* TEXTE PRÉSENTÉ *
·····

Cher Uzbek...
J’ai bien aimé votre leçon d’interview. Le problème c’est que posées telles que vous les énoncez, vos questions sont proprement incompréhensibles ; elles sont d’ailleurs l’archétype de ce qui fait le mauvais journalisme. Incidemment votre questionnement n’aurait jamais été suivi de la moindre réponse intelligible...
Puisque j’en suis un (de journaliste), français de surcroît, je m’explique. Vous êtes spécialiste. En l’occurrence de l’université. En tout cas aujourd’hui. Peut-être êtes-vous universitaire vous-même ou simplement connaisseur de la chose, pour diverses raisons. Vous parlez en tout cas, et interrogez depuis un savoir qui vous est propre. Or la manière journalistique consiste justement à se départir de ce savoir, quand bien même vous en êtes pourvu, pour transmettre dans le langage commun la substantifique moelle de la polémique en cours. Puisqu’ il s’agit ici de polémique.

·····

Éléments de données

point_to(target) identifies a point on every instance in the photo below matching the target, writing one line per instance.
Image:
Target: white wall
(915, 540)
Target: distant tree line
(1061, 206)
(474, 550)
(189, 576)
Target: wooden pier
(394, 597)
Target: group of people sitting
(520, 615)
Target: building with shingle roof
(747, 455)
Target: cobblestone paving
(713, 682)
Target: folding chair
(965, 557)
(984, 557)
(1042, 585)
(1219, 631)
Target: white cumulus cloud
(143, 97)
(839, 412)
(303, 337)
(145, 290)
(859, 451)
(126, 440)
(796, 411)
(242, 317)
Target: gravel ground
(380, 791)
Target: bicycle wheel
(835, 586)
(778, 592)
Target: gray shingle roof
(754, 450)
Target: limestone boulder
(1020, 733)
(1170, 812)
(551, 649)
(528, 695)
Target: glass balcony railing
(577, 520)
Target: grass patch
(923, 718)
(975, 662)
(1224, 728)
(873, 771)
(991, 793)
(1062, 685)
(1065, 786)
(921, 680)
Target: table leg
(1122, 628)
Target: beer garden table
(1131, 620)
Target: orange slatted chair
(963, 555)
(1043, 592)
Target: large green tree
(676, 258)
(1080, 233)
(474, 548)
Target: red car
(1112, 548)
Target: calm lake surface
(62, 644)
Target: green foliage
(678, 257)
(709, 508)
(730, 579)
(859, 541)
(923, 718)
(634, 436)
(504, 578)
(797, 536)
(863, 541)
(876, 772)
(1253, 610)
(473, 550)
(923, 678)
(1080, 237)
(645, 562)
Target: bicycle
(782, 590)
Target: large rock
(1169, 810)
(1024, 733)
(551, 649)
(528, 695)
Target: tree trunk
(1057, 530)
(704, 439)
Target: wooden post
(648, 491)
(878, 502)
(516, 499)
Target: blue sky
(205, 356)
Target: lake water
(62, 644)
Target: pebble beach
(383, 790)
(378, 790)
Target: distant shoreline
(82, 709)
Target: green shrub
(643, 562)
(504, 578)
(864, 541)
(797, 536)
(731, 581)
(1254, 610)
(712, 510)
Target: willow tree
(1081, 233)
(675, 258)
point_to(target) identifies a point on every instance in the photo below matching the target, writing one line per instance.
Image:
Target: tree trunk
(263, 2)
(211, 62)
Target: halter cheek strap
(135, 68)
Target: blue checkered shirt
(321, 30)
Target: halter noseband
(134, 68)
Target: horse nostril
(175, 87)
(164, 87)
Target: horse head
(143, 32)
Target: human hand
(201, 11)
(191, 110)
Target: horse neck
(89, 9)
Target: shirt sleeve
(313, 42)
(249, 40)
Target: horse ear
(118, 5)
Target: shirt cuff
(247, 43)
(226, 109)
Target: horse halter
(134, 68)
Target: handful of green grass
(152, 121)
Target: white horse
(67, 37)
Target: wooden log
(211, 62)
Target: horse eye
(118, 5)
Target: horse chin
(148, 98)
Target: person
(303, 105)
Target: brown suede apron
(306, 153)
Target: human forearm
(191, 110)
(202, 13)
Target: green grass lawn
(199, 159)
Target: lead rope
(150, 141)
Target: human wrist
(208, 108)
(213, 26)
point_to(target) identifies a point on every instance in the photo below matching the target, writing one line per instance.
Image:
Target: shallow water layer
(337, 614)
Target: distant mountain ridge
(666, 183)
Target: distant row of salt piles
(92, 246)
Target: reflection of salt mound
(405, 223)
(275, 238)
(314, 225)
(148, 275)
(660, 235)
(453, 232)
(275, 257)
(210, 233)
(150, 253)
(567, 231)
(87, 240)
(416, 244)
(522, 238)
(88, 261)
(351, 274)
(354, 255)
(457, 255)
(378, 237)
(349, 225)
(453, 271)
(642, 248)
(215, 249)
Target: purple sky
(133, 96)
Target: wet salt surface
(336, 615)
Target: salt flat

·····

* SÉRIE D'EXERCICES *
A - Pour chacune des affirmations suivantes, indiquez par oui ou par non si elle concorde avec le texte sur le journalisme, et citez les mots du texte qui tranchent. (i) La personne qui écrit se présente comme journaliste français. (ii) Selon la lettre, les questions d'Uzbek auraient obtenu des réponses claires. (iii) La manière journalistique consiste à transmettre dans le langage commun l'essentiel de la polémique en cours.
B - Rédigez la suite du texte sur le journalisme en partant de sa dernière phrase.

* RÉPONSES PAR EXERCICE *
A -
(i) Oui : « Puisque j’en suis un (de journaliste), français de surcroît ».
(ii) Non : « votre questionnement n’aurait jamais été suivi de la moindre réponse intelligible ».
(iii) Oui : « pour transmettre dans le langage commun la substantifique moelle de la polémique en cours ».

B -
Reprenons le cas qui vous occupe et mettez vous - vraiment - à la place du journaliste... Vous êtes, je vous le rappelle, à la radio. Et sur RMC, pas sur France Culture ! Ça va très vite et il faut que TOUT LE MONDE comprenne de quoi il s’agit. Pas simplement les universitaires et les personnes intéressées par le problème. Autrement dit, il faut que vos questions soient ciselées de manière à
1/ être compréhensible par la veuve de Carpentras, laquelle se cogne royalement de la Conférence des Présidents d’Université et ne sait évidemment pas de quoi il s’agit quand vous parlez de « elle ère hue ».
2/ être incisif – Là je suis parfaitement d’accord – avec l’interlocuteur invité. En l’occurrence il n’y a qu’une seule question à poser : « Pourquoi dénigrez-vous aujourd’hui une loi que vous avez acceptée il y a 18 mois ? » Encore faut-il que l’invité ait effectivement accepté cette loi à la faveur d’un vote quelconque de la Conférence des Présidents d’Université il y a 18 mois. L’avez-vous vérifié ? Non bien entendu. Vous n’en avez pas eu le temps. Ni même la possibilité : la ventilation de ce type de vote (si même il y a eu vote) n’est jamais publiée. L’interlocuteur parle-t-il au nom de la Conférence ? Manifestement pas, donc il n’exprime qu’un point de vue personnel... Il peut donc très bien répondre : « moi je me suis toujours opposé à cette loi » sans qu’on puisse lui dire quoi que ce soit en retour. Alors comment on fait dans ces cas là ? Et bien on improvise ! Et Bienvenu au club !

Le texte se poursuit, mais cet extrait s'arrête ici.